- **WHAT YOU WILL DO**
State how many lines in the rows below contain the string "green". Reply with the number alone.

- **TASK INPUTS**
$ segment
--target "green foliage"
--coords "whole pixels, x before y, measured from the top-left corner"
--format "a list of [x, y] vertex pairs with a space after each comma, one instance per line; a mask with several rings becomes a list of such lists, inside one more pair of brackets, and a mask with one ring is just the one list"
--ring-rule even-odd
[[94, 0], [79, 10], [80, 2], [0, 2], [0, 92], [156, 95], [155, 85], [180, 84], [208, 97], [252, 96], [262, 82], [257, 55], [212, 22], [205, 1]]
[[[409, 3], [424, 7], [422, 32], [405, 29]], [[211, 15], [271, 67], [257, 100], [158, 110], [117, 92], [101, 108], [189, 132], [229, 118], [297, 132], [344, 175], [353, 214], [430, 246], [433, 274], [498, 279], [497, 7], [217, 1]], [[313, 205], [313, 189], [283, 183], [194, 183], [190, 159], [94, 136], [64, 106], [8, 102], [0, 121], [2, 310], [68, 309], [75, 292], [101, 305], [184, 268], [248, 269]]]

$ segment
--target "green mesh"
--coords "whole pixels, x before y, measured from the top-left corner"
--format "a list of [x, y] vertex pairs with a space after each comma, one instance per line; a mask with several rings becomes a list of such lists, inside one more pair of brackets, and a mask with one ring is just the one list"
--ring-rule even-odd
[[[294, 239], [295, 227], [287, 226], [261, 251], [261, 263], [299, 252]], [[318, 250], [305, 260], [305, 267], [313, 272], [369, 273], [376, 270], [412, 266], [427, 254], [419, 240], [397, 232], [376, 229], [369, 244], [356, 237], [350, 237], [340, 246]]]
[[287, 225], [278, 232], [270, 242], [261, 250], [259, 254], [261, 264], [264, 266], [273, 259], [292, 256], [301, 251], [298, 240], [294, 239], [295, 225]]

--

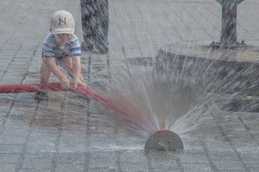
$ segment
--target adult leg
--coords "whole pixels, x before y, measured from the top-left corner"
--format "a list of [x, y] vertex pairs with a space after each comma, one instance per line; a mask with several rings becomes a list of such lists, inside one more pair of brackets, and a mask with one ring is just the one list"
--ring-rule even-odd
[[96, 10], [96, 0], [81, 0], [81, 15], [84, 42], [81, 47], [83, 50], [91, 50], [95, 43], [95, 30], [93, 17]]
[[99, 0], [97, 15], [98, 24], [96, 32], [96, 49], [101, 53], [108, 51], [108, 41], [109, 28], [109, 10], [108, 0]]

- **WRITTEN ANSWER**
2